### 所示文本
**********
4.2 Reduction优化

首先添加上Heterogeneous Parallel Programming class 中 lab: Reduction的代码：

myReduction.c

// MP Reduction
// Given a list (lst) of length n
// Output its sum = lst[0] + lst[1] + ... + lst[n-1];

#include    <wb.h>

#define BLOCK_SIZE 512 //@@ You can change this

#define wbCheck(stmt) do {                                                    \
        cudaError_t err = stmt;                                                       if (err != cudaSuccess) {                                                         wbLog(ERROR, "Failed to run stmt ", #stmt);                                   wbLog(ERROR, "Got CUDA error ...  ", cudaGetErrorString(err));                return -1;                                                                }                                                                         } while(0)

__global__ void reduction(float *g_idata, float *g_odata, unsigned int n){

    __shared__ float sdata[BLOCK_SIZE];

    // load shared mem
    unsigned int tid = threadIdx.x;
    unsigned int i = blockIdx.x*blockDim.x + threadIdx.x;

    sdata[tid] = (i < n) ? g_idata[i] : 0;

    __syncthreads();

    // do reduction in shared mem, stride is divided by 2,
    for (unsigned int s=blockDim.x/2; s>0; s>>=1)
**********
### 记录数据

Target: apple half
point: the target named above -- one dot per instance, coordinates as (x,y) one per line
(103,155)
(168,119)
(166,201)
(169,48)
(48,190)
**********
### 操作要求
**a.** 请把Reduction优化这篇文本中从“sdata[tid] = (i”起、一直到“s=blockDim.x/2; s>0; s>>=1)”为止的部分逐字照抄下来。
**b.** 根据Reduction优化这篇文本回答：
(i) 文中给出的代码文件叫什么名字？
(ii) BLOCK_SIZE 被定义成多少？
(iii) reduction 函数里声明的共享内存数组叫什么？
只依据Reduction优化这篇文本作答。

### 练习答案
**a.**
sdata[tid] = (i < n) ? g_idata[i] : 0;

    __syncthreads();

    // do reduction in shared mem, stride is divided by 2,
    for (unsigned int s=blockDim.x/2; s>0; s>>=1)

**b.**
(i) myReduction.c
(ii) 512
(iii) sdata